• WORK INSTRUCTIONS: The whole of the data must be transcribed exactly.

Start of DATASET ENTRIES

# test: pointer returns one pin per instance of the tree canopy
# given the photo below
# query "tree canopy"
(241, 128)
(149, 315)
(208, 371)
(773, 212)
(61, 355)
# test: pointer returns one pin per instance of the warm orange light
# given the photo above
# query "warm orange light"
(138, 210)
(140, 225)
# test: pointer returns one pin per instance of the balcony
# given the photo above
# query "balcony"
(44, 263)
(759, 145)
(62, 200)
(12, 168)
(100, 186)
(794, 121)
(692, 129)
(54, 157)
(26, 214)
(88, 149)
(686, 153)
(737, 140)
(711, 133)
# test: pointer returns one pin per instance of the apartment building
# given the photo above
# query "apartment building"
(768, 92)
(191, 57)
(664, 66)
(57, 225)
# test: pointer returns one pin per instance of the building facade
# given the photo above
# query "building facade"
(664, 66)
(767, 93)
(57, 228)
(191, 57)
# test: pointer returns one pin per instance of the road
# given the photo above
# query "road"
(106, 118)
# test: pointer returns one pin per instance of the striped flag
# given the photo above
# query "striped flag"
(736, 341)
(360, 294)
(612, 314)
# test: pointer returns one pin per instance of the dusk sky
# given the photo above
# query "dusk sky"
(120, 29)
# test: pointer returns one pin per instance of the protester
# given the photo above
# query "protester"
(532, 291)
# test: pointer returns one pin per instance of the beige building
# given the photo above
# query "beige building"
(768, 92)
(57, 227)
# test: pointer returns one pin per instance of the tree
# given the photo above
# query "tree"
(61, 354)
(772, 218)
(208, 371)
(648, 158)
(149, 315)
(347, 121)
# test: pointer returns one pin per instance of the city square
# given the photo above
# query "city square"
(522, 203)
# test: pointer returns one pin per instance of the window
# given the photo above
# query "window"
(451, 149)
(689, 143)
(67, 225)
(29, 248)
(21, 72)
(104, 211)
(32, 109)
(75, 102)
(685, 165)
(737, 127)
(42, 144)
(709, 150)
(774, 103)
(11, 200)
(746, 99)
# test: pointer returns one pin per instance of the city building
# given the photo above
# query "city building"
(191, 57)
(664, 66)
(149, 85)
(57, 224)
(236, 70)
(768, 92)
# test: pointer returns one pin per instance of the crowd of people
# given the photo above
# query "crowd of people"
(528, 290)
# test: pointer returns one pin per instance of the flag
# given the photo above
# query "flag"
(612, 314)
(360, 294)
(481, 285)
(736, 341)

End of DATASET ENTRIES

• REPLY:
# test: pointer returns one pin per instance of the tree canopy
# given the photo below
# query "tree canopy"
(241, 128)
(149, 315)
(208, 371)
(773, 212)
(61, 355)
# test: pointer returns one pin per instance of the warm orange light
# given the photo above
# query "warm orange light"
(138, 210)
(140, 225)
# test: pointer returns one pin per instance of the balcony
# given the photo above
# query "balcony"
(44, 263)
(759, 145)
(62, 200)
(12, 168)
(100, 186)
(794, 121)
(692, 129)
(54, 157)
(26, 214)
(88, 149)
(686, 153)
(737, 140)
(711, 133)
# test: pointer returns one pin per instance of the apartment building
# given the photo above
# query "apartment building"
(768, 92)
(191, 57)
(664, 66)
(57, 225)
# test: pointer returns one pin per instance of the building facade
# given the photo above
# query "building facade"
(664, 66)
(767, 93)
(57, 228)
(191, 57)
# test: pointer returns one pin per instance of the road
# given the photo above
# query "road"
(106, 118)
# test: pointer returns one pin per instance of the striped flag
# given the photo above
# query "striped flag"
(736, 341)
(360, 294)
(612, 314)
# test: pointer returns one pin per instance of the dusk sky
# given the photo above
# query "dusk sky"
(120, 29)
# test: pointer returns one pin per instance of the protester
# given the photo above
# query "protester"
(532, 291)
# test: pointer returns one pin per instance of the beige building
# given the photo above
# query "beige building"
(768, 92)
(57, 227)
# test: pointer returns one pin per instance of the tree
# given the photo above
# query "tree"
(61, 354)
(772, 218)
(208, 371)
(648, 158)
(149, 315)
(347, 121)
# test: pointer returns one pin per instance of the city square
# given the photo above
# query "city square"
(522, 203)
# test: pointer returns one pin per instance of the window
# given the photo above
# query "window"
(451, 149)
(689, 143)
(67, 225)
(29, 248)
(21, 72)
(104, 211)
(32, 109)
(75, 102)
(685, 165)
(737, 127)
(42, 144)
(709, 150)
(774, 103)
(11, 200)
(746, 99)
# test: pointer returns one pin per instance of the city building
# given the photo above
# query "city building"
(191, 57)
(664, 66)
(149, 85)
(57, 224)
(236, 70)
(768, 92)
# test: pointer returns one pin per instance of the crowd of people
# given the photo above
# query "crowd of people"
(528, 290)
# test: pointer returns one pin per instance of the flag
# given the photo above
# query "flag"
(612, 314)
(360, 294)
(481, 285)
(736, 341)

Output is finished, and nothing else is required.